> **Instructions**:
1) According to the simulation methods text, what solver was used to solve the model?
2) In the simulation methods text, rewrite the passage from "The carrying capacity C was" to "was used instead.", substituting "cofactors" for "vitamins".
3) Using the simulation methods text, decide whether each statement agrees with it, answering yes or no and quoting the deciding words: (a) The dilution step was simulated at a ratio of 1/200. (b) The secretion flux was scaled down by 75% from the glucose uptake rate. (c) Vitamin concentration was estimated to increase at most 10-fold in the presence of prototrophic strains.

> **Quoted passage**:
################

Where the first part under the sum estimates each’s strains glucose consumption rate from its growth parameters (growth rate multiplied by 10). The total glucose consumption is then estimated from the consumption rates and number of cells scaled to carrying capacity. The unit under the sum is h−1. The model was then solved using odeint solver from scipy.

At t{24,48,72,96} a dilution step (1/200) was simulated by the following:

$$\overline {\left[ {Strain} \right]} = \overline {[Strain]} /200$$
$$\left[ S \right] = 20$$
$$\mu _{strain} = \mu _{strain,\,\max }$$

Extension 1: Vitamin cross-feeding

The carrying capacity C was determined for each strain separately as described above. Based on data presented in Fig. 5, we estimated that vitamin concentration increased maximally 10-fold in the presence of prototrophic strains. Since 1 µM vitamins were supplemented to cultures, we repeated the simulation described above with the carrying capacity CStrain for each strain based on their experimentally determined yield with 10 µM vitamins (Supplementary Fig. 9). For strains with lacking data, the average increase in carrying capacity was used instead.

Extension 2: Carbon cross-feeding

The second carbon source was simulated by setting a secretion flux only for strains whose growth rate was greater than a given threshold (varied from 0.3 −h to 0.6 h−1). The secretion flux was scaled down by 50% from the glucose uptake rate. At t = 0, S2 = 0.

################

(Recorded data)
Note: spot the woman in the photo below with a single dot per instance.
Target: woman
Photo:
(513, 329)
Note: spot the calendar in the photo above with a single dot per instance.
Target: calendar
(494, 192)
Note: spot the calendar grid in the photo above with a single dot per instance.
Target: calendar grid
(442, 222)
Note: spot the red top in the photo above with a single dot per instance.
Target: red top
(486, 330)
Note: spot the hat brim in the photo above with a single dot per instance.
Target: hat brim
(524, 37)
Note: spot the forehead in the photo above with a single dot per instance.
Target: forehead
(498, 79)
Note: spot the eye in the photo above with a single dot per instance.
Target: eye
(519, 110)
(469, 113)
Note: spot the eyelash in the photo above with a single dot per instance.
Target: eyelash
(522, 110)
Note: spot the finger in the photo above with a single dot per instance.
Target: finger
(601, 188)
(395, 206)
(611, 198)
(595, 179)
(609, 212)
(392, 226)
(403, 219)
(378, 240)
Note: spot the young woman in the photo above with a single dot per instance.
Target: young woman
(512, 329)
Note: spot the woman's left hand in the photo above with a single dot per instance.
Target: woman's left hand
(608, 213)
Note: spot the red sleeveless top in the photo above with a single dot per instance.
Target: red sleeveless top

################

> **Outputs for the tasks**:
1) The odeint solver from scipy.

2)
The carrying capacity C was determined for each strain separately as described above. Based on data presented in Fig. 5, we estimated that vitamin concentration increased maximally 10-fold in the presence of prototrophic strains. Since 1 µM cofactors were supplemented to cultures, we repeated the simulation described above with the carrying capacity CStrain for each strain based on their experimentally determined yield with 10 µM cofactors (Supplementary Fig. 9). For strains with lacking data, the average increase in carrying capacity was used instead.

3)
(a) Yes: "a dilution step (1/200) was simulated"
(b) No: "The secretion flux was scaled down by 50% from the glucose uptake rate."
(c) Yes: "we estimated that vitamin concentration increased maximally 10-fold in the presence of prototrophic strains"